> [Aim of the exercise] Please write out all of the data below exactly, without including the pictures.

##### Data to process #####

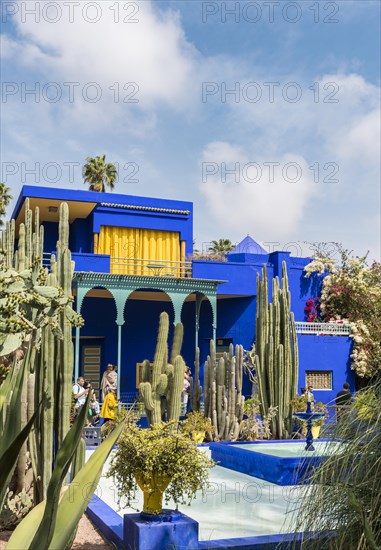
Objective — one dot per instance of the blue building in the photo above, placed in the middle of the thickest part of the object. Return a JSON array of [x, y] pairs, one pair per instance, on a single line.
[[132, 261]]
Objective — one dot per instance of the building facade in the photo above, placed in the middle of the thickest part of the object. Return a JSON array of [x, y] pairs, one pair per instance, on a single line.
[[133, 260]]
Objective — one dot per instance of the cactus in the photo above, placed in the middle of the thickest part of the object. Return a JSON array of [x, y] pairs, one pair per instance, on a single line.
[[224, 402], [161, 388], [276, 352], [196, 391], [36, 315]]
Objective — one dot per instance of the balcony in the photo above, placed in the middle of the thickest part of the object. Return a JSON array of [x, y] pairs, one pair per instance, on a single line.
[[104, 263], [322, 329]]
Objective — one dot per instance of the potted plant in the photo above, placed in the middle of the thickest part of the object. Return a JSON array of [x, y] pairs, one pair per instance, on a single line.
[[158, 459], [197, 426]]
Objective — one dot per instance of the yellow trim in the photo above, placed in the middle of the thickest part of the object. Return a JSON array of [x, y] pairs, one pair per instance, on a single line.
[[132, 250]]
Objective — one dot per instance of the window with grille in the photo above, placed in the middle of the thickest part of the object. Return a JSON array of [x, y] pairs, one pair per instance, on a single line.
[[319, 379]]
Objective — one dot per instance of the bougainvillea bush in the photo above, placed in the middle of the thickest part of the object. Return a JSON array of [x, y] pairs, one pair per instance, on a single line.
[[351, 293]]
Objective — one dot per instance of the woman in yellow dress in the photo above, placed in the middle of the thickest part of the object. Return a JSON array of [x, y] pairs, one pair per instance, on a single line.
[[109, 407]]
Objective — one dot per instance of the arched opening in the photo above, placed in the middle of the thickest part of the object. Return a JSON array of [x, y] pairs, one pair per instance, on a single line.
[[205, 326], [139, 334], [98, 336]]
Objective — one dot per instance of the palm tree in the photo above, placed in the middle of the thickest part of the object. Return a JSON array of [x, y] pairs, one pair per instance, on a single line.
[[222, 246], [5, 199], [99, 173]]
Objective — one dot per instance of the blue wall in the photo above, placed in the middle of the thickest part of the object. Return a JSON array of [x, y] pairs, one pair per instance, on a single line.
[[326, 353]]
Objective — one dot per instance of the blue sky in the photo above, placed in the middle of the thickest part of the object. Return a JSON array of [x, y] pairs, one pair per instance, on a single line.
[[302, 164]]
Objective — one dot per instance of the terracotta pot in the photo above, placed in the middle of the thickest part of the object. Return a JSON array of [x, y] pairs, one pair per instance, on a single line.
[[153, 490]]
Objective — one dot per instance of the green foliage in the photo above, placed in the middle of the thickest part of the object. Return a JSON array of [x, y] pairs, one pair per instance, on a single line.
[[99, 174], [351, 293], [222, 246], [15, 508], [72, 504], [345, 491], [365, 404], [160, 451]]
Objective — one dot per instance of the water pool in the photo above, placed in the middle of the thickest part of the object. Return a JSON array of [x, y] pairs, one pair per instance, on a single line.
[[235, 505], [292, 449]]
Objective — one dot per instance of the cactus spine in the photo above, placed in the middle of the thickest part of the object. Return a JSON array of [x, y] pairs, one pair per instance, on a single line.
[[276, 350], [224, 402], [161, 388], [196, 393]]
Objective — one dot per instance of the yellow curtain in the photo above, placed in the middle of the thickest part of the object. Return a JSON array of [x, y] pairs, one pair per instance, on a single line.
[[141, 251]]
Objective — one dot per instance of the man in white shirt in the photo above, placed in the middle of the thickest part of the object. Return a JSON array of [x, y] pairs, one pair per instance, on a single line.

#####

> [Written response]
Objective — one dot per instance of the blue building in the photo above, placed in the middle of the thickest part of the object. Return a JSON array of [x, y] pairs, one pair per instance, on a single line.
[[132, 261]]
Objective — one dot per instance of the building facade in the photo above, placed in the middle of the thickest part of the object. Return a JSON array of [x, y] pairs, one pair per instance, on a single line.
[[133, 260]]
Objective — one dot per instance of the cactus in the photo above, placed in the middle of the thickest part of the object. Return a JSON array of [x, y] pairs, one pair per instance, on a single line.
[[224, 402], [161, 388], [276, 352], [196, 391], [36, 315]]
Objective — one dot per instance of the balcony in the photo above, placed in the middle of the thickest part of the object. Return a JSON array of [x, y] pairs, one pair per instance, on a single line.
[[104, 263], [322, 329]]
Objective — one dot per instance of the potted plant in the photo above, placed in the middle of the thickest part of the object. Return a JSON array of [x, y] pairs, one pair per instance, on a single line.
[[158, 459], [197, 426]]
Objective — one dot per instance of the yellow trim in the photo above, placed in the middle of the thickest part of the object. Return a JSON array of [x, y] pairs, one pair per instance, on a single line.
[[132, 250]]
Objective — one dot per instance of the window with grille in the photo above, placed in the middle of the thickest part of the object. Return a JSON array of [x, y] pairs, one pair per instance, on a single line.
[[319, 379]]
Objective — one dot per instance of the bougainvillea bush in the photo above, placed in the middle of the thickest part of the object. Return a JSON array of [x, y] pairs, one pair per instance, on a single line.
[[351, 293]]
Objective — one dot per instance of the woman in yellow dress in the photo above, placed in the middle of the thickest part of the object. Return a JSON array of [x, y] pairs, one pair per instance, on a single line.
[[109, 407]]
Objective — one dot per instance of the arched opening in the photo above, placed in the middle of the thickest part of the object. Return a JSON array of [x, y] pairs, one pair per instance, on a single line.
[[205, 326], [139, 334], [98, 336]]
Objective — one dot per instance of the palm tree in the photo above, placed in the middle of the thickest part of the object. Return a JSON array of [x, y] pairs, one pair per instance, on a single line.
[[222, 246], [5, 199], [99, 173]]
Objective — one dot per instance of the blue wall in the photo above, placed in the middle of the thickest part of the object. Return a JSON array of [x, y] pairs, one pair per instance, on a single line.
[[326, 353]]
Objective — one dot per instance of the blue sky in the photo above, placed in the middle of the thickest part of the object. Return a JSON array of [x, y] pairs, one pair per instance, on a single line.
[[302, 164]]
Objective — one dot per instance of the terracotta pot in the photo above, placed in the middle of the thickest part of the object. Return a JSON array of [x, y] pairs, one pair per instance, on a single line.
[[153, 490]]
Objective — one dot per instance of the green foliage in the photo above, placed in the middle of the thickest part of the object. Return a JSON array of [x, y] pairs, one pair per instance, on a single line.
[[99, 174], [351, 293], [222, 246], [15, 508], [72, 504], [345, 491], [365, 404], [160, 451]]
Objective — one dot per instance of the water pool in the photo above, placed in the middle of the thickest part of the object. Return a JSON array of [x, y] pairs, one pair per instance, on a single line.
[[235, 505], [292, 449]]
Objective — one dot per instance of the cactus spine in the photo above, placed in the middle of the thickest part of the object. Return a JSON array of [x, y] pairs, one pair per instance, on a single line.
[[276, 350], [224, 402], [161, 388], [196, 393]]
Objective — one dot per instance of the yellow curtain in the photo above, placed in the middle of the thickest part of the object. Return a JSON array of [x, y] pairs, one pair per instance, on a single line.
[[141, 251]]
Objective — one dot per instance of the man in white shirt in the photo above, placed in the middle of the thickest part of the object. Return a JSON array of [x, y] pairs, one pair per instance, on a single line.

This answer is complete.